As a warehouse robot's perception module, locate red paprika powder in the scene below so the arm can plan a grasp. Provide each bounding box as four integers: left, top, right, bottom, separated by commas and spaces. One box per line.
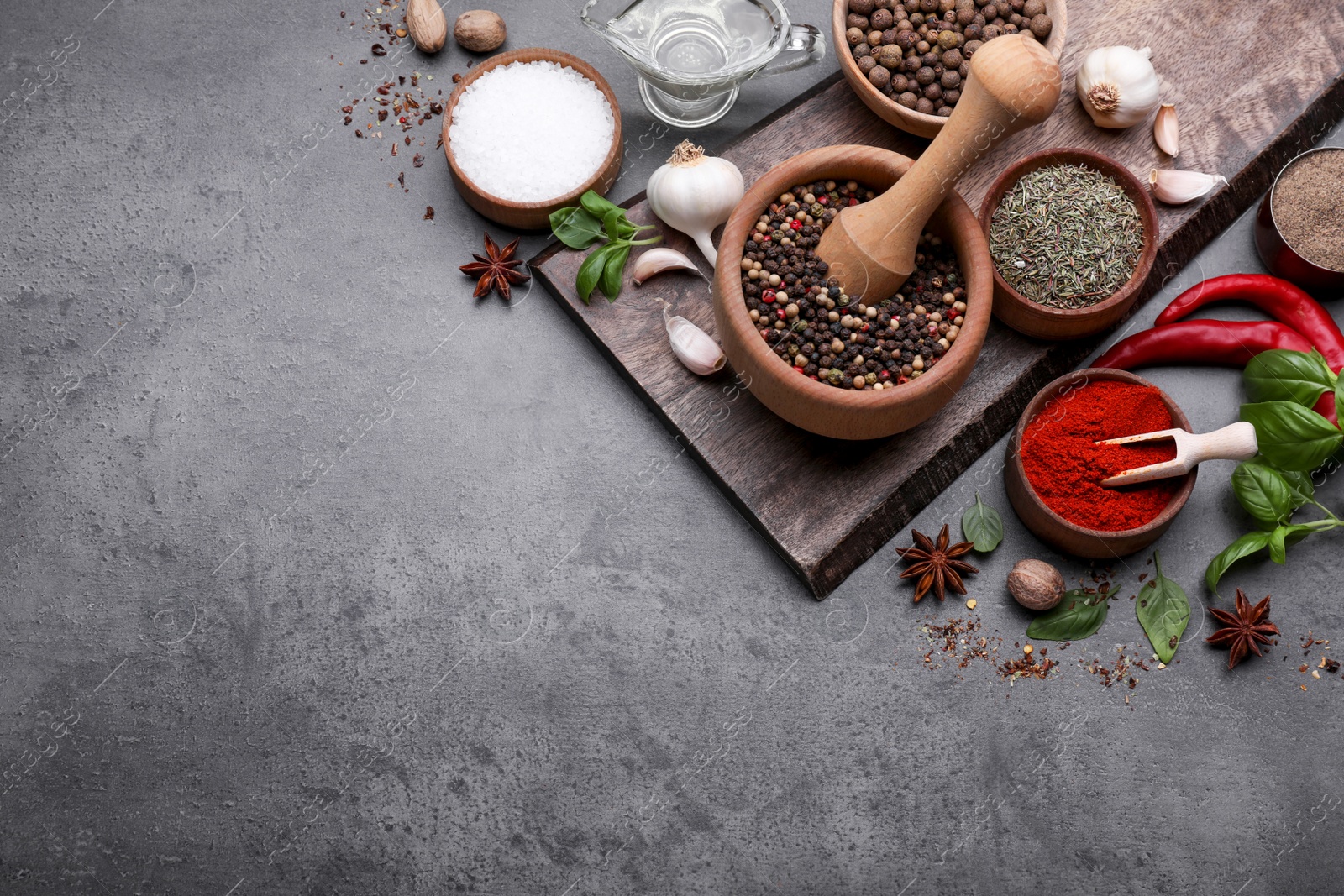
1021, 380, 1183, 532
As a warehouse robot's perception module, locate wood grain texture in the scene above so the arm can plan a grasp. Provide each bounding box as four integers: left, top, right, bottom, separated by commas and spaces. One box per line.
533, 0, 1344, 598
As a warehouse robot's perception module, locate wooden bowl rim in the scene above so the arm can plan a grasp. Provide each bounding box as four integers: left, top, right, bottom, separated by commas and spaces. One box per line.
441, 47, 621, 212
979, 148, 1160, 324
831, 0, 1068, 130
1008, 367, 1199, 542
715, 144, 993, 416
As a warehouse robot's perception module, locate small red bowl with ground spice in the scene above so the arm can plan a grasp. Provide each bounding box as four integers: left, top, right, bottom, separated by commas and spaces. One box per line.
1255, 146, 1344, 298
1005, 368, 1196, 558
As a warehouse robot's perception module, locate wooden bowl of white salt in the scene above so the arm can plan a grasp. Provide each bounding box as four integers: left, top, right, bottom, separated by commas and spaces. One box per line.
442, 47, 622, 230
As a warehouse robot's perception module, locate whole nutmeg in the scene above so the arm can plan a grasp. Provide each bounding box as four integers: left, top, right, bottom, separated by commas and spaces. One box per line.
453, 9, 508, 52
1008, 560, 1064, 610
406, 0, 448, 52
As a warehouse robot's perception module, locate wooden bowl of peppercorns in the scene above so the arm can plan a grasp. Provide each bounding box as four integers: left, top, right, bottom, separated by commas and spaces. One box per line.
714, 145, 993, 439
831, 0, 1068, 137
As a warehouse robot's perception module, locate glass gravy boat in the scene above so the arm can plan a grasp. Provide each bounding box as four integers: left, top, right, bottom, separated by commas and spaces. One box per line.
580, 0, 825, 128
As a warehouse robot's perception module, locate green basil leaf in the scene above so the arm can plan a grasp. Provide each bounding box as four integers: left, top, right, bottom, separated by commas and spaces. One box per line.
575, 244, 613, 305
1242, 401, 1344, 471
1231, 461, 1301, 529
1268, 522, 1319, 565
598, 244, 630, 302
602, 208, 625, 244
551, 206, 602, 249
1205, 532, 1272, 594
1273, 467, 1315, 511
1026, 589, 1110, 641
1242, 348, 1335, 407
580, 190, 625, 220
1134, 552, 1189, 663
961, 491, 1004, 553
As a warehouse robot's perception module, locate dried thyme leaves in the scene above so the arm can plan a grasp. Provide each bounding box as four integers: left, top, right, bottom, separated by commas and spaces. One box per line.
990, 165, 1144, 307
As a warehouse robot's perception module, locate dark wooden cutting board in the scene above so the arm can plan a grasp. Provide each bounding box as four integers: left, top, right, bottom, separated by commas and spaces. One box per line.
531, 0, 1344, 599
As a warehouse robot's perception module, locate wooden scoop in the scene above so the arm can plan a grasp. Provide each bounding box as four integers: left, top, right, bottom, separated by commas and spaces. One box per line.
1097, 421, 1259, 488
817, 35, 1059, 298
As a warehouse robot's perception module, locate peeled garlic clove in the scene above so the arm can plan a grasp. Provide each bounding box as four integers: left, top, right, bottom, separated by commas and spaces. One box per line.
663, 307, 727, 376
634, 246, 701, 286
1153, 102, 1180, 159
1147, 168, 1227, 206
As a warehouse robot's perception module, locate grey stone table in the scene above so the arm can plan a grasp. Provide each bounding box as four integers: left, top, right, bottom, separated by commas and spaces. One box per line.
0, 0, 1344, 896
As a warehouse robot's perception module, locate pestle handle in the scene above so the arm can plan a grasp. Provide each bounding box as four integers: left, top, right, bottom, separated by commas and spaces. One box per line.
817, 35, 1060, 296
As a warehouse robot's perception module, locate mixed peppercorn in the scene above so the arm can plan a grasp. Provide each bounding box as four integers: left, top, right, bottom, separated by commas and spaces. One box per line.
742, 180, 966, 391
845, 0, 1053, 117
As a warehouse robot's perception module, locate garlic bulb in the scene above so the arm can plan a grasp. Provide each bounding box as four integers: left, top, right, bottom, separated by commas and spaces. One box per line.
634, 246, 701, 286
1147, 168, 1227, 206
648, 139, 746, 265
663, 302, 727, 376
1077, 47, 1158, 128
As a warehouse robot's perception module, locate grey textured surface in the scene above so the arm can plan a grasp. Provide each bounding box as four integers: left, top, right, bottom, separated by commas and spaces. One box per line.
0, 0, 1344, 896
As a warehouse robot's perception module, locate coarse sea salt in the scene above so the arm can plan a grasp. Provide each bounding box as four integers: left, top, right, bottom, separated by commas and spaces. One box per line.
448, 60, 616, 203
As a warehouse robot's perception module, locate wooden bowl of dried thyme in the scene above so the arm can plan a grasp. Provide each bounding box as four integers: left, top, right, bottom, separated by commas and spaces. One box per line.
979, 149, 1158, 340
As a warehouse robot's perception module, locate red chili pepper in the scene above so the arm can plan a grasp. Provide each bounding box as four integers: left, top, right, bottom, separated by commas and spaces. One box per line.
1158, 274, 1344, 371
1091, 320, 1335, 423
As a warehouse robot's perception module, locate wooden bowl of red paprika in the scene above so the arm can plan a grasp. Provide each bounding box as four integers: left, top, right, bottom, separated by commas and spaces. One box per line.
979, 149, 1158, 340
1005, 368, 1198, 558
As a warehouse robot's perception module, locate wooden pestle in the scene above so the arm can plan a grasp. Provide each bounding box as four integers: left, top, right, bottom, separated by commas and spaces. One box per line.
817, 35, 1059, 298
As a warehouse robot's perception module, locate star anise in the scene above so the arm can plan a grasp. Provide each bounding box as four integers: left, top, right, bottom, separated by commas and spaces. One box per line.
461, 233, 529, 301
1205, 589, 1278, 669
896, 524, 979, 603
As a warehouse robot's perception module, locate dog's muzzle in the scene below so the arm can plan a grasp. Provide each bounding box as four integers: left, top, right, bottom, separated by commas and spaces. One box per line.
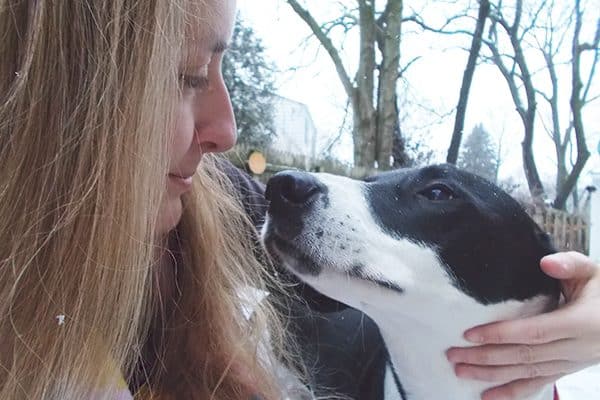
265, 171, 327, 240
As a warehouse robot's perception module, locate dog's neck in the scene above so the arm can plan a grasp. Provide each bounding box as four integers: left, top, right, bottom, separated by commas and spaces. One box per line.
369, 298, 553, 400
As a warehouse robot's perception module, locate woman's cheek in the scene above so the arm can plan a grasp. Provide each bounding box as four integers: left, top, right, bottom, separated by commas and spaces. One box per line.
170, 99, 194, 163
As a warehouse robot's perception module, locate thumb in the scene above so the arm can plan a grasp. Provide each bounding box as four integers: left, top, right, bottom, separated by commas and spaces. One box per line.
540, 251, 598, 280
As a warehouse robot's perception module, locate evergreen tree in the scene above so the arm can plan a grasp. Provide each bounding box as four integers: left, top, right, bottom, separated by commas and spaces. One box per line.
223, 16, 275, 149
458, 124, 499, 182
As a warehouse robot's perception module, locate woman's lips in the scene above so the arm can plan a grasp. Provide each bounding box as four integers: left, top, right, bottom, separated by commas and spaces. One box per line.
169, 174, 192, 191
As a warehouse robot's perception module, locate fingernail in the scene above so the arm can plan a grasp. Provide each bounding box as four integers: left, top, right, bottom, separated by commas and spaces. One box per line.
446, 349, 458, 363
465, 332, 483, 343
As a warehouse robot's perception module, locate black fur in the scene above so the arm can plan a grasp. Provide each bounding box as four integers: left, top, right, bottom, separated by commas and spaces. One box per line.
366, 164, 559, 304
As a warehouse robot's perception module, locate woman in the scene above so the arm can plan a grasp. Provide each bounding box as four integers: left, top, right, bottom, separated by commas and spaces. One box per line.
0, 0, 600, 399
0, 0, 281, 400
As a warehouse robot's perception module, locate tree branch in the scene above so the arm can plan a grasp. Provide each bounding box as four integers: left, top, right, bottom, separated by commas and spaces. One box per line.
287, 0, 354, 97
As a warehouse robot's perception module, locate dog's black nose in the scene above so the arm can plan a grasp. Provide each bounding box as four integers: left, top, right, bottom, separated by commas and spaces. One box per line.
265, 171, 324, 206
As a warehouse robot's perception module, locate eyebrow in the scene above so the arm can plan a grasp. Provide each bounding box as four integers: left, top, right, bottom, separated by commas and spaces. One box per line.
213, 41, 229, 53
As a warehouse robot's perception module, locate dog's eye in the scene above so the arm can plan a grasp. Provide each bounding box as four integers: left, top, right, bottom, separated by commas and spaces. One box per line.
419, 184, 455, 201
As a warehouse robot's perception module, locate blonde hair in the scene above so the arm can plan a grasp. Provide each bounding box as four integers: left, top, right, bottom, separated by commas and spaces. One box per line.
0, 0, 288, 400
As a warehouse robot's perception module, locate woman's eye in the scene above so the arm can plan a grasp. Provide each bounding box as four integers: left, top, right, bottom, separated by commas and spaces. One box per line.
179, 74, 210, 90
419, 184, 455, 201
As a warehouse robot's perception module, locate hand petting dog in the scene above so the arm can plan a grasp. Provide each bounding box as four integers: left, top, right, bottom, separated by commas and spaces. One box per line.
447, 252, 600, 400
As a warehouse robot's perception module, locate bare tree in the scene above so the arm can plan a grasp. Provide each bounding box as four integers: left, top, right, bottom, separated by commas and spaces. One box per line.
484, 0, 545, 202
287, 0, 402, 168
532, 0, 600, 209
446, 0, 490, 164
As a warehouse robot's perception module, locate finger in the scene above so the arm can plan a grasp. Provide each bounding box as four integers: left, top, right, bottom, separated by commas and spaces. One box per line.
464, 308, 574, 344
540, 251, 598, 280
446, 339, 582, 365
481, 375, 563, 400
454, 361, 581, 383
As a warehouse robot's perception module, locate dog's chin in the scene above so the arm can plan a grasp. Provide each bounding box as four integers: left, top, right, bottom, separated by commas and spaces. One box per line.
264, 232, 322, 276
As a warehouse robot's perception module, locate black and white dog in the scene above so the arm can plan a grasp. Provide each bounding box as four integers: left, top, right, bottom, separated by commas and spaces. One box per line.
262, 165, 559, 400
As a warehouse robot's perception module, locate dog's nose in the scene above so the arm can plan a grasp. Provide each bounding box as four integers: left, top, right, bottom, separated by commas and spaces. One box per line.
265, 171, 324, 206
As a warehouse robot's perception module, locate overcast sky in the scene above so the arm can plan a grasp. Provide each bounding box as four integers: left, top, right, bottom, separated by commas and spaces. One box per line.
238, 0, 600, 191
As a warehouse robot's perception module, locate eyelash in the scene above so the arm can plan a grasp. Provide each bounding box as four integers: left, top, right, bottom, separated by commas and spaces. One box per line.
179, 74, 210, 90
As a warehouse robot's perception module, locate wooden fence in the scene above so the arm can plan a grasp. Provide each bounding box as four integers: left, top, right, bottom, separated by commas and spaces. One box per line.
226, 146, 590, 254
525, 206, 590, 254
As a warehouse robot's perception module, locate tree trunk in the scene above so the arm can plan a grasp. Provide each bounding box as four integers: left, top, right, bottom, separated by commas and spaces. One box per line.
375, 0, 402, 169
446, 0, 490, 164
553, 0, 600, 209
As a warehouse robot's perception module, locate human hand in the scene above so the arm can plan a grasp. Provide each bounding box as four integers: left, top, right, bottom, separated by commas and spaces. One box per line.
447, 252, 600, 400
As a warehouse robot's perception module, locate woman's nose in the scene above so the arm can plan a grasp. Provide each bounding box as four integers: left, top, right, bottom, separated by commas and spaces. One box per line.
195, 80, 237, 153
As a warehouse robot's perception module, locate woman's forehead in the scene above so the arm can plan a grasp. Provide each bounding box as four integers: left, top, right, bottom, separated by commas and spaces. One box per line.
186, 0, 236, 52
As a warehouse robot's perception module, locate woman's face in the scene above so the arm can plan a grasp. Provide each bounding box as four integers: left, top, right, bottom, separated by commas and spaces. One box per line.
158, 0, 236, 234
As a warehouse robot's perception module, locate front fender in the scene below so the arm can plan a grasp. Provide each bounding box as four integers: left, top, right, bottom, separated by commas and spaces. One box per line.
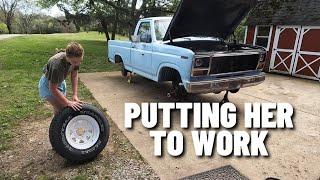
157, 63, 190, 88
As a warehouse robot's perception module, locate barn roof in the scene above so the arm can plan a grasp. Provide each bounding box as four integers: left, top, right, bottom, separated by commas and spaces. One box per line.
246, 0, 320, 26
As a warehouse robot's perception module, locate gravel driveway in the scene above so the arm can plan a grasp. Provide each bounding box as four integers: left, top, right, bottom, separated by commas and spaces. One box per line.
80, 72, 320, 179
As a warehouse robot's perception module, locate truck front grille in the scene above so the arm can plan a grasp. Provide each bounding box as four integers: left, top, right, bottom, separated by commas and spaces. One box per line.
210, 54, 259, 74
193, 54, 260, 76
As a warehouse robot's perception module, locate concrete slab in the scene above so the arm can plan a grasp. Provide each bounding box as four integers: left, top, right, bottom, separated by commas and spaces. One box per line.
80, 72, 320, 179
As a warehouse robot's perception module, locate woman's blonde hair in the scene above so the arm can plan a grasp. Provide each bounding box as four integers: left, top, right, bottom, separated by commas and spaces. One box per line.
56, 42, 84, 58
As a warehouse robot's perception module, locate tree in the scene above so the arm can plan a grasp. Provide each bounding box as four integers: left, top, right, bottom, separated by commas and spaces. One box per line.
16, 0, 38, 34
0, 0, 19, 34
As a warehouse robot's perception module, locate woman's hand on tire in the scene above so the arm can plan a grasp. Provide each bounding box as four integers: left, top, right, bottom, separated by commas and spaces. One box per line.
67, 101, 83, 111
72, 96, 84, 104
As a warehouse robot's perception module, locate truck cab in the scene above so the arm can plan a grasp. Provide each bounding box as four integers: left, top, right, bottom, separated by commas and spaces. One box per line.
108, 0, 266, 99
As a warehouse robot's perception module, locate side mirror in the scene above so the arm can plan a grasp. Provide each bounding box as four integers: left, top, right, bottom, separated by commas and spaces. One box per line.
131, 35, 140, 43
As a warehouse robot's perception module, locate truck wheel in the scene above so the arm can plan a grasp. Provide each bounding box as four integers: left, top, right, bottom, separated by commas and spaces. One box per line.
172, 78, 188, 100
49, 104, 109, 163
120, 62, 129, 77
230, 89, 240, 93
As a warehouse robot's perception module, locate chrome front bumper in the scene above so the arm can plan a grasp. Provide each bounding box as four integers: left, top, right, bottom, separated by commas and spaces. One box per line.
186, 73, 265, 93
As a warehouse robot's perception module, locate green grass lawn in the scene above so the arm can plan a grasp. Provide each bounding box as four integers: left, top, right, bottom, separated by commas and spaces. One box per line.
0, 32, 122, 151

:: THE EXERCISE ::
Render everything from the start of the records down to the line containing "533, 0, 1344, 598" as a Markdown table with the columns Row and Entry, one numbered row per line, skipping blank lines. Leave the pictures out.

:: OUTPUT FOR THIS TASK ::
| Row | Entry |
|---|---|
| 1 | As a warehouse robot's perception module, locate red paprika powder in the scene below so the arm can plan a grasp. Provide each bounding box as four integers: left, top, right, bottom, separated by commas and spaces. One box per line. |
| 2 | 1021, 380, 1183, 532 |
| 3 | As a warehouse robot's perception module, locate wood grain texture in the scene above so the arm can plan a grasp. Provide each bounding box as four integers: left, top, right, bottom, separated by commas and spaces. One box per line. |
| 4 | 533, 0, 1344, 598 |